### Request A
In the mailing-list post on a "characters" data type, which Java class does the writer name as equivalent to one common use of array?

### Given passage
* * *
[Python-3000] characters data type

Talin talin at acm.org
Tue May 2 23:22:47 CEST 2006


Guido van Rossum <guido <at> python.org> writes:

> On 5/1/06, Talin <talin <at> acm.org> wrote:
> > Given that strings are going to be unicode, will there be a "characters"
> > data type to go along with the "bytes" data type?
> 
> No. I'm not sure what you mean by "characters" but the only characters
> that Python will support are Unicode characters. Python's 'str' and
> 'bytes' will be like String and byte[] in Java. But there won't be a
> separate "char" type to represent the elements of 'str' -- like
> before, a 1-char string will server nicely to represent a "character".
> And a byte is represented by a Python int -- there won't be a separate
> int-ish type constrained to range(0, 256).

It appears that my question has been misunderstood by everyone; I'll try
to phrase it better:

The short version is: will there be a mutable character array type? (which
I am calling "characters"?)

First, I do use array, not a lot but I do use it occasionally. One common
use case is equivalent to the Java StringBuffer class - that is, a means
for building up strings a character at a time, which otherwise would be
expensive to do with immutable strings.
* * *
### Records for this task
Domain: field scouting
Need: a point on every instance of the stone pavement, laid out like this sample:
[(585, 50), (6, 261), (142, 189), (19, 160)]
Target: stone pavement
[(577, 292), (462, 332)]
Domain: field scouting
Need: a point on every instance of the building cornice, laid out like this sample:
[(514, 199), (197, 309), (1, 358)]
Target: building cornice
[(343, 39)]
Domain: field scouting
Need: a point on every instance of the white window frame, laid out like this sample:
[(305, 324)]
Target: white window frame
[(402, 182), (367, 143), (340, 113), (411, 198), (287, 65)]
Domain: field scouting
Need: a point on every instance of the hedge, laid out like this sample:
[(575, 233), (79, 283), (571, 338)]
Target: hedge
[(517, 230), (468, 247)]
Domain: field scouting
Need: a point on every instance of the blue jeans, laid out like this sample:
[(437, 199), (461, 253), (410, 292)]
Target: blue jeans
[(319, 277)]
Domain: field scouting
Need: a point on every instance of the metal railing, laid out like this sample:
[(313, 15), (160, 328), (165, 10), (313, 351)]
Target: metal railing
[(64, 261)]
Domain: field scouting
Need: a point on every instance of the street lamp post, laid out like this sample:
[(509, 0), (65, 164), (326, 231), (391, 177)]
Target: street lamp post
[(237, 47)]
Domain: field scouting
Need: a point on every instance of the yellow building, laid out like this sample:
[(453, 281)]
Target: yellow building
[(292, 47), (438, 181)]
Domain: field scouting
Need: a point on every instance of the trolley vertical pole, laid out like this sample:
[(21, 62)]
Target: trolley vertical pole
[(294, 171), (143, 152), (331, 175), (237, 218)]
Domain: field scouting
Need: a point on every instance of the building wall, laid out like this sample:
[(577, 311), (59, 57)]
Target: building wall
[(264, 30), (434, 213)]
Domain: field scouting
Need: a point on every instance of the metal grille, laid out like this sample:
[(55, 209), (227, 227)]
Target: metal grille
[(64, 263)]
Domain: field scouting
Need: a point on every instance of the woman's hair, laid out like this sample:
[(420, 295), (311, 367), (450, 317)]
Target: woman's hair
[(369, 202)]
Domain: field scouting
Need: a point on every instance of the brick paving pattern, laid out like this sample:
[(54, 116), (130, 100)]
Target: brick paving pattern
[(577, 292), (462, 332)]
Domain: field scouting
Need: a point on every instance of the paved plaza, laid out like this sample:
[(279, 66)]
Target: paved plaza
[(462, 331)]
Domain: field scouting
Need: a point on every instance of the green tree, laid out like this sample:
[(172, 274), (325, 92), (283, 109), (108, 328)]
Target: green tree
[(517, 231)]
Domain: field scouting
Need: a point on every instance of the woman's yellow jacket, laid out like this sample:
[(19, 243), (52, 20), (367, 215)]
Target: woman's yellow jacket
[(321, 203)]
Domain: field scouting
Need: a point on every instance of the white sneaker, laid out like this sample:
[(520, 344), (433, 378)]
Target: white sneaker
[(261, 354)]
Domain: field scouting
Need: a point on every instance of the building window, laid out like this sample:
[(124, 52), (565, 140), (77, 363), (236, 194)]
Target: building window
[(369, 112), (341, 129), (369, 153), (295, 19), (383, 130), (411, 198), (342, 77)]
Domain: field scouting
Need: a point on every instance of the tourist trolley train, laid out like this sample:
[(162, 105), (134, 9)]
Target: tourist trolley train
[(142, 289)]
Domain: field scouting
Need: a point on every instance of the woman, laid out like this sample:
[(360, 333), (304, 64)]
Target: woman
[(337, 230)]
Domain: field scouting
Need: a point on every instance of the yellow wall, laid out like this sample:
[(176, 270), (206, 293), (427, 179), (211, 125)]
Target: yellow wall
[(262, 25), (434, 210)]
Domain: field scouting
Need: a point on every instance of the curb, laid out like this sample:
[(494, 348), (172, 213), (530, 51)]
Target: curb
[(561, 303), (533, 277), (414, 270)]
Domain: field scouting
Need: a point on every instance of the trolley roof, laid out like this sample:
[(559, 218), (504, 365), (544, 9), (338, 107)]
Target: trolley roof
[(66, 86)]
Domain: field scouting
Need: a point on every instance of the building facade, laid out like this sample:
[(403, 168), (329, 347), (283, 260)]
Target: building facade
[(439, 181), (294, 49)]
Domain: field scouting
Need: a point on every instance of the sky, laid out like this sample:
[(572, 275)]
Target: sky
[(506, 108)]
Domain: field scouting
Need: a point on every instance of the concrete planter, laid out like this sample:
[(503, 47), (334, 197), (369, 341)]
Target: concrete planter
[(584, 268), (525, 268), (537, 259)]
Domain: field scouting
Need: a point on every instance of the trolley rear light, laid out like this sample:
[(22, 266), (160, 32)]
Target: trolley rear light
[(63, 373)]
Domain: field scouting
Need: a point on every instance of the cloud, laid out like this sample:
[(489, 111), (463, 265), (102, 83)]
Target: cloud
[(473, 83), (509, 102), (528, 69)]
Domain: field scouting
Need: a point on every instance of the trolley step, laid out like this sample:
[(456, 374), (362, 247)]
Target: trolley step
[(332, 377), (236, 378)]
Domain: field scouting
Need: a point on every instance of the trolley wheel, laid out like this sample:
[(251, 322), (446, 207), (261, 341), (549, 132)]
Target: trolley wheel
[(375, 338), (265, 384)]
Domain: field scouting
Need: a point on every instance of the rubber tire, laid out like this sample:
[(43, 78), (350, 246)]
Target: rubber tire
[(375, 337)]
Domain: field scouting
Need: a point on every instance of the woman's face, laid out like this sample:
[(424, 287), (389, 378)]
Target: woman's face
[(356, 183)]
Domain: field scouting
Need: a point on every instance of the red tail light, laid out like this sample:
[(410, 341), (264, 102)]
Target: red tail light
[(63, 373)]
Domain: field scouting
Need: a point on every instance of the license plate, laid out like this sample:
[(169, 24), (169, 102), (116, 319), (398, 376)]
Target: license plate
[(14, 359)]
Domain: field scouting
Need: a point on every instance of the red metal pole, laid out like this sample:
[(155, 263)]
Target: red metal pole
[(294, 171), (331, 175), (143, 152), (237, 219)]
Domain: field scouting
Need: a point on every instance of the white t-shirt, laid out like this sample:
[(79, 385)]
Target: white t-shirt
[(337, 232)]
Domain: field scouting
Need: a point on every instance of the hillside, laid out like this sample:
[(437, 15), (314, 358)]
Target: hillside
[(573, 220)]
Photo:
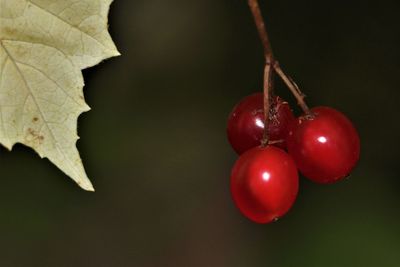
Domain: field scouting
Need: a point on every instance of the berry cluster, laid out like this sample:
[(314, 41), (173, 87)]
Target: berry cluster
[(322, 144)]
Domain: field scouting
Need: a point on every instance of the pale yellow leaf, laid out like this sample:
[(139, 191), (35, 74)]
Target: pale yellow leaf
[(44, 45)]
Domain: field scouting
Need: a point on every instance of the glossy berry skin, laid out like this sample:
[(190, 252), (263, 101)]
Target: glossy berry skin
[(264, 183), (246, 122), (325, 147)]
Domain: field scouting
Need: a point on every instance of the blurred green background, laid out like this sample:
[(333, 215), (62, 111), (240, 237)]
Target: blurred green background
[(155, 148)]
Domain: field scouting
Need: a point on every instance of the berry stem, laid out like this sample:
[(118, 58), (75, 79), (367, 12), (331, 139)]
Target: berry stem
[(268, 68), (270, 60), (293, 88), (268, 84)]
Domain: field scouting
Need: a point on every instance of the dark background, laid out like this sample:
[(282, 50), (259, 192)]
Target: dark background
[(154, 144)]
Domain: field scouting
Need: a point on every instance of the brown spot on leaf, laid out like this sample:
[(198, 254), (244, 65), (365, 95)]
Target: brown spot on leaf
[(35, 137)]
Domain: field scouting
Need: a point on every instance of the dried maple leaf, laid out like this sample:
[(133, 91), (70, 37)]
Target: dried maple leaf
[(44, 45)]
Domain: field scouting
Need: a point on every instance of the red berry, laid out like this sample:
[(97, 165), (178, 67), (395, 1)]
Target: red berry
[(246, 122), (325, 147), (264, 183)]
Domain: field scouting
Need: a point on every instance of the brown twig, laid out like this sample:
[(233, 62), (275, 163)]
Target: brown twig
[(293, 88), (268, 75), (268, 68), (271, 63)]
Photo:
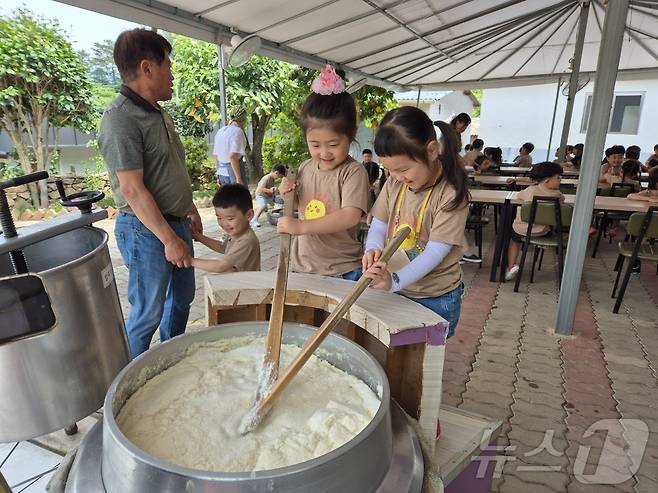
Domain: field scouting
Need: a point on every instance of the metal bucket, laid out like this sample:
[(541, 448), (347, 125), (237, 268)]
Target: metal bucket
[(359, 466), (52, 380)]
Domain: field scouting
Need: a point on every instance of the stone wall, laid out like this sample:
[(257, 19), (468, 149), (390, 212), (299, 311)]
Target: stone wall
[(72, 184)]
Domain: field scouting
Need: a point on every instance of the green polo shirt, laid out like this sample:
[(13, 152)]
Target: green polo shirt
[(134, 134)]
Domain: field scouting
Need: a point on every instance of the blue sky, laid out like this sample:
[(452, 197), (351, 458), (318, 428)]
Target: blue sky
[(83, 27)]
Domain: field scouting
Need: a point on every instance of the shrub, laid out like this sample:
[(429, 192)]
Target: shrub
[(286, 145), (199, 164)]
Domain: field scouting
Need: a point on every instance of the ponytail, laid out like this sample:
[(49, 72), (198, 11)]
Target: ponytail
[(453, 171)]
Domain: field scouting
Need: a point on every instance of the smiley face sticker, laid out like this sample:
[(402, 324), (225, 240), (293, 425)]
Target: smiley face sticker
[(315, 209)]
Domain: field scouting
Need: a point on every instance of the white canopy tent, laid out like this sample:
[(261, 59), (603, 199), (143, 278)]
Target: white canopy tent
[(432, 44), (436, 44)]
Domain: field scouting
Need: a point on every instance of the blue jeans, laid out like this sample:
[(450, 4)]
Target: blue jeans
[(225, 180), (159, 292), (448, 306), (353, 275)]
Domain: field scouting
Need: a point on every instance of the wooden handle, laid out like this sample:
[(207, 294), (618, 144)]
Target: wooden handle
[(331, 321), (273, 343)]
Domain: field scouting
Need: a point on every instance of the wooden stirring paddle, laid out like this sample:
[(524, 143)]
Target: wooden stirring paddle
[(263, 404), (270, 371)]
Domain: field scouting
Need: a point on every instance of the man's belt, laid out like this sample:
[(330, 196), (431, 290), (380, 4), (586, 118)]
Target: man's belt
[(173, 219)]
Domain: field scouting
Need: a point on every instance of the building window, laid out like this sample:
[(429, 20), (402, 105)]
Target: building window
[(625, 115)]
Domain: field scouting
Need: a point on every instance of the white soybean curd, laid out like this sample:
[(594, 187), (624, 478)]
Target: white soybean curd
[(189, 414)]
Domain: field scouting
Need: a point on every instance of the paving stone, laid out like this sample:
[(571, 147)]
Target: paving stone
[(535, 439), (518, 480), (495, 412), (548, 403), (527, 385), (541, 424), (578, 487)]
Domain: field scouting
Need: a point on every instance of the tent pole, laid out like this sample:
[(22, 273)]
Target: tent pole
[(597, 128), (573, 81), (222, 89), (550, 137)]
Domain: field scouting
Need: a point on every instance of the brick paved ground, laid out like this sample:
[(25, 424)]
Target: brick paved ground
[(506, 362)]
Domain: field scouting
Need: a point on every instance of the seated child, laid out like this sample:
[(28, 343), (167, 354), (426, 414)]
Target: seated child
[(241, 250), (524, 160), (547, 178), (492, 159), (651, 193), (265, 192), (630, 173)]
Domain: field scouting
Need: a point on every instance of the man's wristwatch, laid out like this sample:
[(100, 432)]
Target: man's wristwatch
[(396, 282)]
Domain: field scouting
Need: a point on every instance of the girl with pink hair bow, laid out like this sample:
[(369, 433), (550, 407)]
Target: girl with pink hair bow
[(331, 189)]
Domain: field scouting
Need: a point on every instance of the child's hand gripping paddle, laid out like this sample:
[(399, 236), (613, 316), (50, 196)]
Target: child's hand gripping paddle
[(265, 400), (270, 370)]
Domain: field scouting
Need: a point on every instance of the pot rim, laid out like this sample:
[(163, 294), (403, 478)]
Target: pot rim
[(111, 426)]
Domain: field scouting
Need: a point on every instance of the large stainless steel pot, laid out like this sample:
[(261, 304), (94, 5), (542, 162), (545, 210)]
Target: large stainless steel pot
[(359, 466), (48, 382)]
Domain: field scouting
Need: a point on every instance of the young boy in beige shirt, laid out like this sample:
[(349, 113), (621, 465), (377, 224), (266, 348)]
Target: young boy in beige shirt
[(241, 250)]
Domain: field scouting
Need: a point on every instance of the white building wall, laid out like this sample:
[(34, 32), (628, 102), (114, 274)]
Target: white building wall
[(512, 116)]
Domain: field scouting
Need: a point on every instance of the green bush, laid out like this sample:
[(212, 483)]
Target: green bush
[(10, 168), (286, 145), (199, 164)]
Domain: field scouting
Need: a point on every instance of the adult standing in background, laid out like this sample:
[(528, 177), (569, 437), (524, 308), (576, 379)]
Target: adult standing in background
[(146, 167), (229, 149)]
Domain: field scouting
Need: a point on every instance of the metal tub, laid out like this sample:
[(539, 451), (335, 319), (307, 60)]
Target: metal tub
[(49, 381), (359, 466)]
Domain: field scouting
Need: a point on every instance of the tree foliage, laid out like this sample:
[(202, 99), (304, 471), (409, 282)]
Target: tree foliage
[(264, 86), (43, 87), (373, 103), (100, 64)]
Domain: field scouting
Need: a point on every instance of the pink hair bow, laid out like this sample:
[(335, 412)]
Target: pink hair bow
[(328, 82)]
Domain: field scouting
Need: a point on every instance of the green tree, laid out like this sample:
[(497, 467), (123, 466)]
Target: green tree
[(266, 87), (43, 87), (101, 64), (373, 103), (476, 109)]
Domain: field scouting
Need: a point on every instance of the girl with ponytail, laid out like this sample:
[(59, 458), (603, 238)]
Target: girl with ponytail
[(427, 191)]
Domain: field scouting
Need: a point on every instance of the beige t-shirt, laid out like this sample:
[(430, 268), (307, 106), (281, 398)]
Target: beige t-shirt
[(439, 224), (521, 227), (265, 182), (320, 193), (243, 252), (524, 161)]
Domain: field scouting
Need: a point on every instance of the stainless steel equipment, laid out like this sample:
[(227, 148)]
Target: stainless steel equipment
[(51, 380), (382, 458)]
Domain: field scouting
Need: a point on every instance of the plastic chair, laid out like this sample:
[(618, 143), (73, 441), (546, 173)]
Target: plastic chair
[(476, 218), (544, 211), (617, 190), (642, 227)]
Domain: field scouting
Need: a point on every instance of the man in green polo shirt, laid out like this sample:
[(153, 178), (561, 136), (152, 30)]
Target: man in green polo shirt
[(146, 166)]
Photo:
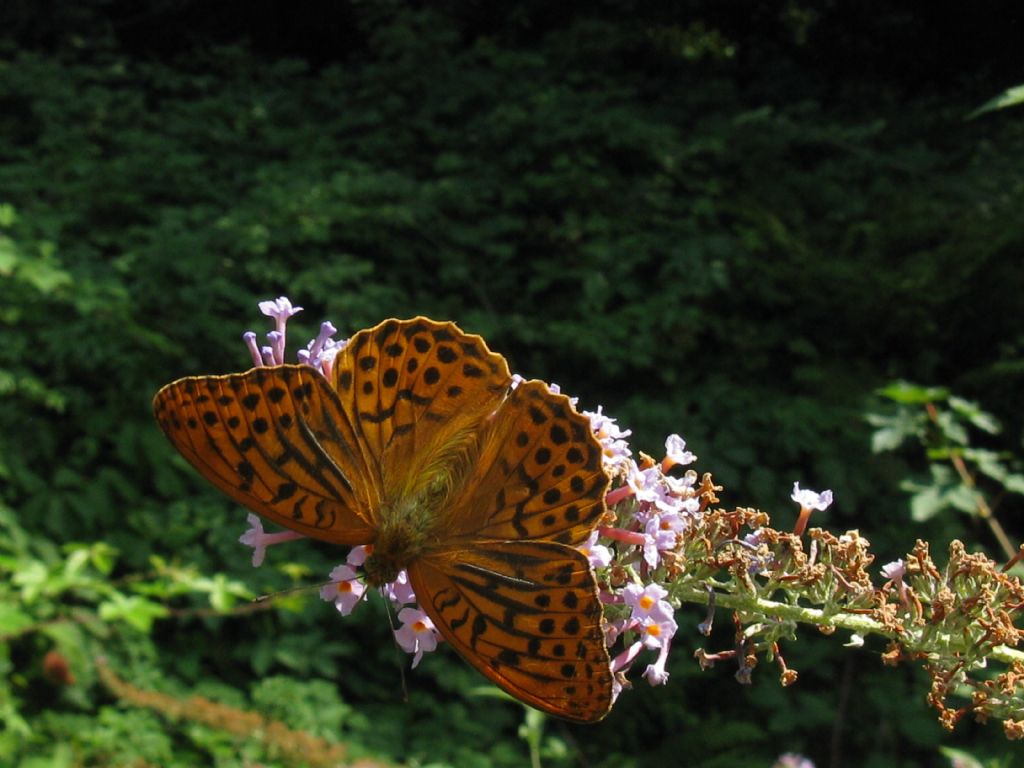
* * *
### Request B
Put the lines of the entries into a numbered list, from the first line of the entries through the line holding "[(319, 277)]", inclusive. Leave out any blank lines.

### Result A
StringBuffer

### Result B
1. Domain: field scouting
2. Need: a point on every instance of the stone pavement, laid out like this sample:
3. [(585, 50), (6, 261), (142, 189), (19, 160)]
4. Target: stone pavement
5. [(577, 292), (462, 332)]
6. Domain: field scouting
7. Need: a point on every instance of the building cornice, laid out like this sample:
8. [(514, 199), (197, 309), (1, 358)]
9. Target: building cornice
10. [(343, 39)]
11. Domain: field scouting
12. Need: a point on every instance of the white window frame, laid out like this sample:
13. [(305, 324)]
14. Target: white window frame
15. [(402, 182), (367, 143), (340, 113), (411, 198), (287, 65)]
16. Domain: field scouting
17. Need: a point on every instance of the hedge, laid out like this sample:
18. [(575, 233), (79, 283), (571, 338)]
19. Target: hedge
20. [(517, 230), (468, 247)]
21. Domain: field scouting
22. Need: a point on every instance of the blue jeans, laid out like this sample:
23. [(437, 199), (461, 253), (410, 292)]
24. Target: blue jeans
25. [(319, 277)]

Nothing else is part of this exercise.